UnsplashのWEB AGENCYが撮影した写真
さみしい夜の句会報 第204号(2025.1.12-2025.1.19)
第204号の参加者は56名でした。ありがとうございました。参加された方の1作品以上を掲載しました。掲載のない方、誤字脱字等ありましたらDMにてご指摘下さい。投句はテキストにてお願いします。テキスト以外の投句は週報に反映しませんのでご注意願います。
川柳に限らず人は居心地の良いものを見つけるとそれにしか触れなくなります。ネット川柳で居場所を見つけた人はそれ以上世界を広げなくなるし所属柳社、住居地域の中でしか創作活動しない人はたくさんおられます。人にはいろいろな制約がありますから行動は無理でも、作品を読むことは自由なので枠組みに囚われずできるだけいろいろなところから発信されている川柳を読んで欲しいと思います。

# # # # #

* _課題_:
(1) 句会報の原文について、「UnsplashのWEB AGENCYが撮影した写真」から「柳を読んで欲しいと思います。」までの部分を、「川柳」を「俳句」に変えて書き直してください。
(2) 句会報の原文でアルファベットで書かれている語句はどれですか。すべて挙げてください。

(コレクションから取り出した項目)

# # # # #

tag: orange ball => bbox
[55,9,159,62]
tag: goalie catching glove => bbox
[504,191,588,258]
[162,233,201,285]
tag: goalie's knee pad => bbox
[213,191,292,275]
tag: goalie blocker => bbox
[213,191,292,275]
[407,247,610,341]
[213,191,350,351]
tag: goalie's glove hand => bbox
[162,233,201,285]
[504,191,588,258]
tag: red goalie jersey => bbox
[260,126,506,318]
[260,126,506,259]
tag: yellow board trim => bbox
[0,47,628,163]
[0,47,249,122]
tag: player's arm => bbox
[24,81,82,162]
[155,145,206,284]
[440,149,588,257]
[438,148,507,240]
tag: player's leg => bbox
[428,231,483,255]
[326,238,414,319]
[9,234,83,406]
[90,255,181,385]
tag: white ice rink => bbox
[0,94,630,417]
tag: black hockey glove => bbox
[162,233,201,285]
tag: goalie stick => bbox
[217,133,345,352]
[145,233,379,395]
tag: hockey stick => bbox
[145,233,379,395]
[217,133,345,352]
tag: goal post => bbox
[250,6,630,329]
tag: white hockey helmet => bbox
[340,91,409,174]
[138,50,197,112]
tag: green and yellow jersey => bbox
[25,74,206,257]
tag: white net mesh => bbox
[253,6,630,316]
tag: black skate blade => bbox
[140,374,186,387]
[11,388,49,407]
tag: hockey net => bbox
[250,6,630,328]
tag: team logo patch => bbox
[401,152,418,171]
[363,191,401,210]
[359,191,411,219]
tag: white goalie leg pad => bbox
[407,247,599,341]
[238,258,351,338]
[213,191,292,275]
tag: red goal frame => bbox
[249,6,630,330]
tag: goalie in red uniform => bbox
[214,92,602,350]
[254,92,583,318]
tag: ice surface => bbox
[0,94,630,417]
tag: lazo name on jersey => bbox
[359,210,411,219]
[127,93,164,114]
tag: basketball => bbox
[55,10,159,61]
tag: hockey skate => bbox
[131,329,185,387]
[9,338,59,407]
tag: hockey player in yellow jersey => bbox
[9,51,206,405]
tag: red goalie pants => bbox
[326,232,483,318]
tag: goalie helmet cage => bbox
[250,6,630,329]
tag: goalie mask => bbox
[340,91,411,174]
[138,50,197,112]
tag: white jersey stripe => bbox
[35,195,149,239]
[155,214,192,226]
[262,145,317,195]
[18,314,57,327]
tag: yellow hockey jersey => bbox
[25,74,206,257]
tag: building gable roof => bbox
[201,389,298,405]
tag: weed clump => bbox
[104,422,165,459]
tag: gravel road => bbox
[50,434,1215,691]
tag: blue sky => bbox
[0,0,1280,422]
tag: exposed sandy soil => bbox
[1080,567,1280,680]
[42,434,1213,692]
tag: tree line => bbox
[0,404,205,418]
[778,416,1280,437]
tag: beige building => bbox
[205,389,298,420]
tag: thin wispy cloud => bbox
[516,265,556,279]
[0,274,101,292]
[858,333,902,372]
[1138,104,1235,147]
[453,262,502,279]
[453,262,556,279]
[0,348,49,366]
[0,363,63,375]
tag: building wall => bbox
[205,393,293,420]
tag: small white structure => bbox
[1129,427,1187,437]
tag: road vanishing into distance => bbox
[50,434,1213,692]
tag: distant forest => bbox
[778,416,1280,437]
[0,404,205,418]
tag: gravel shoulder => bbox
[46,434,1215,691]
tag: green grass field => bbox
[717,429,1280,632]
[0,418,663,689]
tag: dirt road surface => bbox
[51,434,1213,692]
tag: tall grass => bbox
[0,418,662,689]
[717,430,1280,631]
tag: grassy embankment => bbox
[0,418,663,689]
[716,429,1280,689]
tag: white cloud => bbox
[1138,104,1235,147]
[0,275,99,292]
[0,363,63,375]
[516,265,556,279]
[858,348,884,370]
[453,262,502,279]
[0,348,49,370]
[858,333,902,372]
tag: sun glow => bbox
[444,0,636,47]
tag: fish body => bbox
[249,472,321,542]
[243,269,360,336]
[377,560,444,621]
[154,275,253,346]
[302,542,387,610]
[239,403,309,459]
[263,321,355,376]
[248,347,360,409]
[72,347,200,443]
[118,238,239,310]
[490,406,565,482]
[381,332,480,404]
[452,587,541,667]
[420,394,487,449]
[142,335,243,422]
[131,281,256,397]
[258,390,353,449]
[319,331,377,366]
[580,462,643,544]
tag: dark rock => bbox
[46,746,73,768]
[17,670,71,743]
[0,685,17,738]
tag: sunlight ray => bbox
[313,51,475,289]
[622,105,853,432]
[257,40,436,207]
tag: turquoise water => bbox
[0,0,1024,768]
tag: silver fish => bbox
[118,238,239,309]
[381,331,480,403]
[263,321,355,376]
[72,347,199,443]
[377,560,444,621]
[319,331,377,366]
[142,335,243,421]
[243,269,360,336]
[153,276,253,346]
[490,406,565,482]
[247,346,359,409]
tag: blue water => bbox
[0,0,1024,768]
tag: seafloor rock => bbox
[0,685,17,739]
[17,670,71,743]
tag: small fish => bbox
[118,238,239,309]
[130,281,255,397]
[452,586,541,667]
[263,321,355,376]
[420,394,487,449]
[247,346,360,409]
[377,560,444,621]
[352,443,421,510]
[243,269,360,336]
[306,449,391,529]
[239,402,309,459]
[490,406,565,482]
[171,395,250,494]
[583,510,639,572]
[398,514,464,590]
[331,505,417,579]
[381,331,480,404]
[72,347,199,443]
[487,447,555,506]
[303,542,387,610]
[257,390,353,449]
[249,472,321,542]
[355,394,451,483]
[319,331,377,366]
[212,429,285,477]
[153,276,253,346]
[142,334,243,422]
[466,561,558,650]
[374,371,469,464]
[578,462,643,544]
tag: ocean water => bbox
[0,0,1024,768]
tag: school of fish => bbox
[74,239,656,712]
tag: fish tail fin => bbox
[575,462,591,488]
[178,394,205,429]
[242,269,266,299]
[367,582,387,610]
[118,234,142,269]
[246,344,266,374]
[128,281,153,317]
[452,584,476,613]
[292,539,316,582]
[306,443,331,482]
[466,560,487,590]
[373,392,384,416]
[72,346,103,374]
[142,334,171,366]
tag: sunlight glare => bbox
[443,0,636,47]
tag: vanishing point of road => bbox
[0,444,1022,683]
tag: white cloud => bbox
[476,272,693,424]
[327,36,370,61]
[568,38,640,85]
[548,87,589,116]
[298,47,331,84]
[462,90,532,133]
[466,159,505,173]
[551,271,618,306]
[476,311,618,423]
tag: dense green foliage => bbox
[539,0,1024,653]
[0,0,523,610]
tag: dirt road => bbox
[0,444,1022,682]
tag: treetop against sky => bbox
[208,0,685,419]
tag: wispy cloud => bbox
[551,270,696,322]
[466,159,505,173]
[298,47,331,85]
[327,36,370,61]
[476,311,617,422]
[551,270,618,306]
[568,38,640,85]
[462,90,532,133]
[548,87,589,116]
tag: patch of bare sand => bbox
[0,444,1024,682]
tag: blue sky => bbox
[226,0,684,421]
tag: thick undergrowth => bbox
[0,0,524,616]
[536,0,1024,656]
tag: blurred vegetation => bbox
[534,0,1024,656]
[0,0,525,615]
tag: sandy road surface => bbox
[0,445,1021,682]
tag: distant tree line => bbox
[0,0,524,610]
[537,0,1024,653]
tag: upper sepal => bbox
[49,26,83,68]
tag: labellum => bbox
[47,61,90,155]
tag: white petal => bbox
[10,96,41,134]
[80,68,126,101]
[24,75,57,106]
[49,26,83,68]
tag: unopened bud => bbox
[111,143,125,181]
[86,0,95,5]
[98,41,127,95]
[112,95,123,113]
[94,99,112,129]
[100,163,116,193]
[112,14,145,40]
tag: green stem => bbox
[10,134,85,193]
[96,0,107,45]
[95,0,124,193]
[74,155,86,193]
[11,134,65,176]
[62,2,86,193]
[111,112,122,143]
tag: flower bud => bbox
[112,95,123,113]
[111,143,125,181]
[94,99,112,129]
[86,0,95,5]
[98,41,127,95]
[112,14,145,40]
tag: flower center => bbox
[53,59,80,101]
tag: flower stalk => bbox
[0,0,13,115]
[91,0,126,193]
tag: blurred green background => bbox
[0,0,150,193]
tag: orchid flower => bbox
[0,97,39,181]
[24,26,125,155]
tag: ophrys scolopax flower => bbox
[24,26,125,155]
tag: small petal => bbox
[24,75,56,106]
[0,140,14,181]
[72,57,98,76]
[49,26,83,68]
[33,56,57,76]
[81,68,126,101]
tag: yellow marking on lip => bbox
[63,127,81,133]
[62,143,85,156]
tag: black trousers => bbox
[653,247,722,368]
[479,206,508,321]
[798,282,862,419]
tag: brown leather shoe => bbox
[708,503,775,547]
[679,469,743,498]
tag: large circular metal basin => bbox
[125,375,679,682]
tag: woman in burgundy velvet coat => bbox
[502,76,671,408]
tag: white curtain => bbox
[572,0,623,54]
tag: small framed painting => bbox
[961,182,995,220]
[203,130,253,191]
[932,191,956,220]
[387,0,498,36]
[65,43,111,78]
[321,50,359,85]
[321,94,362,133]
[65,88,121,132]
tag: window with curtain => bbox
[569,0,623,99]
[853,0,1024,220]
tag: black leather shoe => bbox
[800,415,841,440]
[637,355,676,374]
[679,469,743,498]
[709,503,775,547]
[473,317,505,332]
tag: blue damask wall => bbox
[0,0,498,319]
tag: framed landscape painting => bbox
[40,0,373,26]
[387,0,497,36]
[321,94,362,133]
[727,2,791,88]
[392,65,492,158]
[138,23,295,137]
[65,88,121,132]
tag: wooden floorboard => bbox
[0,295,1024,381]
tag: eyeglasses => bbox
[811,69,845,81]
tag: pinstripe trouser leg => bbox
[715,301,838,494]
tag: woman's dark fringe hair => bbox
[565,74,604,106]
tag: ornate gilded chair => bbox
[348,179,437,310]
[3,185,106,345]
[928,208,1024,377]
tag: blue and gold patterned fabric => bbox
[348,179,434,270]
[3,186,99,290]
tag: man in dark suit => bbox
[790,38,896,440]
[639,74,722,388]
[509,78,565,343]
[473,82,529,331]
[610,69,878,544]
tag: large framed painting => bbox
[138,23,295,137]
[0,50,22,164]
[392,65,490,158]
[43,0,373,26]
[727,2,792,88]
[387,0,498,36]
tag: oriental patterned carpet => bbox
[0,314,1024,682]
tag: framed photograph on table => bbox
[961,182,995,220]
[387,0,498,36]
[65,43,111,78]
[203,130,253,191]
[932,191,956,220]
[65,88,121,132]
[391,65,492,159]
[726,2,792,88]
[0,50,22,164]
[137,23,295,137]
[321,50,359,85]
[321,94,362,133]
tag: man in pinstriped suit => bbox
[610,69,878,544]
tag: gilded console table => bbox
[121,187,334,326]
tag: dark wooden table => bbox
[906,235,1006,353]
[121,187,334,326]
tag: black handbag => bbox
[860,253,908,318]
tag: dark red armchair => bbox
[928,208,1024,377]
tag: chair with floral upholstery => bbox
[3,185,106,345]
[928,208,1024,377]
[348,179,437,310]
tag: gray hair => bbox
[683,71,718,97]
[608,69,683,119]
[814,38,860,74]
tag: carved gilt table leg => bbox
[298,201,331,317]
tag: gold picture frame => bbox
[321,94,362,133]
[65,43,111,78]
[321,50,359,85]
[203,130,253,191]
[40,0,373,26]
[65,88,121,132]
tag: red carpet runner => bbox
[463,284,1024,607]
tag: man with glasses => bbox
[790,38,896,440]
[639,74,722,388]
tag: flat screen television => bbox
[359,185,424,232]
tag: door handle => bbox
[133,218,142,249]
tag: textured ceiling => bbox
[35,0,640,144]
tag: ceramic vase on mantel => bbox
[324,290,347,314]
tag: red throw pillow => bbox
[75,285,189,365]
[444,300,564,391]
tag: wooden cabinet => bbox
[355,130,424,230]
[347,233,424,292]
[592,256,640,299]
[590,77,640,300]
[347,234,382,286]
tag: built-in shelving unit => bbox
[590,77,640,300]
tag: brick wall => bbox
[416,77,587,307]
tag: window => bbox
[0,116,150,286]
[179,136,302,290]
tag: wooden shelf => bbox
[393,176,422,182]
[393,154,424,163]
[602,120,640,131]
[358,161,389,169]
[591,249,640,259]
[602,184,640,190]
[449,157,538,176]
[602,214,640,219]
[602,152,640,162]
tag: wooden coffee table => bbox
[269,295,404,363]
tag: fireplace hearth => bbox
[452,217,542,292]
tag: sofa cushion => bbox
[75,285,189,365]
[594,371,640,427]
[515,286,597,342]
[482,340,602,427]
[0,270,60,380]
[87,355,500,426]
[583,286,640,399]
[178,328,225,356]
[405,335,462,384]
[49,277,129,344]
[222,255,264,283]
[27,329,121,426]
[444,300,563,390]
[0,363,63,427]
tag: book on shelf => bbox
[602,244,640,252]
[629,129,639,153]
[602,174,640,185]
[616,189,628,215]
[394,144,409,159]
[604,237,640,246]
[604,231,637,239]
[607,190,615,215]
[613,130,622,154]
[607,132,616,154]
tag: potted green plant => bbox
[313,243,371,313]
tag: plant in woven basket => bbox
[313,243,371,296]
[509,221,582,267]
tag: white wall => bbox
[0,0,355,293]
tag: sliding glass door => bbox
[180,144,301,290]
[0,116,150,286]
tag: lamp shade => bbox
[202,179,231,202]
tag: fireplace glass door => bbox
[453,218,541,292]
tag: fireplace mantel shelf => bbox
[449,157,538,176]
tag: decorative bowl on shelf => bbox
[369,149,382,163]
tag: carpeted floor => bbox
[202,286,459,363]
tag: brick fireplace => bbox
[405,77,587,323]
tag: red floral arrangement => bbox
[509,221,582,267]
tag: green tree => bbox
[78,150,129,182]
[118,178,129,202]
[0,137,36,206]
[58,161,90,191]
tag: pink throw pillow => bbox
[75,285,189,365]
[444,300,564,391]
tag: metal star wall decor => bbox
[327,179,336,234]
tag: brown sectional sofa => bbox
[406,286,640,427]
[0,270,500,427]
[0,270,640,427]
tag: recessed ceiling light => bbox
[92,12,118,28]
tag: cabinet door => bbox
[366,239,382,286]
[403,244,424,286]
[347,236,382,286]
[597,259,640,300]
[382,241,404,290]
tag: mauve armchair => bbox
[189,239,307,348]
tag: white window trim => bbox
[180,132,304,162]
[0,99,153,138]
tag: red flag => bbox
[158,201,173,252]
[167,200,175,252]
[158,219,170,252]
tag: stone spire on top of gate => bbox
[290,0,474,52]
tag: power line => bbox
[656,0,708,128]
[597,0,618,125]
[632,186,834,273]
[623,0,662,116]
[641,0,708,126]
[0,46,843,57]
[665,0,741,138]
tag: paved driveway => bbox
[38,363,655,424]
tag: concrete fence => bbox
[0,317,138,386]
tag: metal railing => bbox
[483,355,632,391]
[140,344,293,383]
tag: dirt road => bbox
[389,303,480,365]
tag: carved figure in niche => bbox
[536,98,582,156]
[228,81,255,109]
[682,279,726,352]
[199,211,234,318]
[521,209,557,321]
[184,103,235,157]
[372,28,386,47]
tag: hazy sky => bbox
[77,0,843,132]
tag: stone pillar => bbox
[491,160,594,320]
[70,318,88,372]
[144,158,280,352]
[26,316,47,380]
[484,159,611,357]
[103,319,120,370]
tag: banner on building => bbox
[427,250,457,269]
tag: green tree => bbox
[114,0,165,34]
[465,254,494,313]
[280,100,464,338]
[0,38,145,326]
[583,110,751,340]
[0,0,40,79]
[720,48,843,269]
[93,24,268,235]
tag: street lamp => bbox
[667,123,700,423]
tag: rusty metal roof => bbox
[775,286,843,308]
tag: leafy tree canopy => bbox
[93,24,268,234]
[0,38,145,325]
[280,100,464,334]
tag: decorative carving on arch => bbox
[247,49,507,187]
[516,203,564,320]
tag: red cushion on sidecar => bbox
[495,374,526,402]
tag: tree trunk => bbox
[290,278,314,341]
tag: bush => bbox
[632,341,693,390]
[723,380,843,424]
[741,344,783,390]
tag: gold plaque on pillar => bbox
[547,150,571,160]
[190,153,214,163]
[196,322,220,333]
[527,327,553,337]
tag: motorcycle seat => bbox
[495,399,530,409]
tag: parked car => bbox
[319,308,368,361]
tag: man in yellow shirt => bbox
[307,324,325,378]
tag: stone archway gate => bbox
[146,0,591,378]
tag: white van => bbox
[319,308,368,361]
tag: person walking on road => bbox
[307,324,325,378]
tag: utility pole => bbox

# # # # #

* _回答_:
(1)
UnsplashのWEB AGENCYが撮影した写真
さみしい夜の句会報 第204号(2025.1.12-2025.1.19)
第204号の参加者は56名でした。ありがとうございました。参加された方の1作品以上を掲載しました。掲載のない方、誤字脱字等ありましたらDMにてご指摘下さい。投句はテキストにてお願いします。テキスト以外の投句は週報に反映しませんのでご注意願います。
俳句に限らず人は居心地の良いものを見つけるとそれにしか触れなくなります。ネット俳句で居場所を見つけた人はそれ以上世界を広げなくなるし所属柳社、住居地域の中でしか創作活動しない人はたくさんおられます。人にはいろいろな制約がありますから行動は無理でも、作品を読むことは自由なので枠組みに囚われずできるだけいろいろなところから発信されている俳句を読んで欲しいと思います。

(2) Unsplash、WEB AGENCY、DM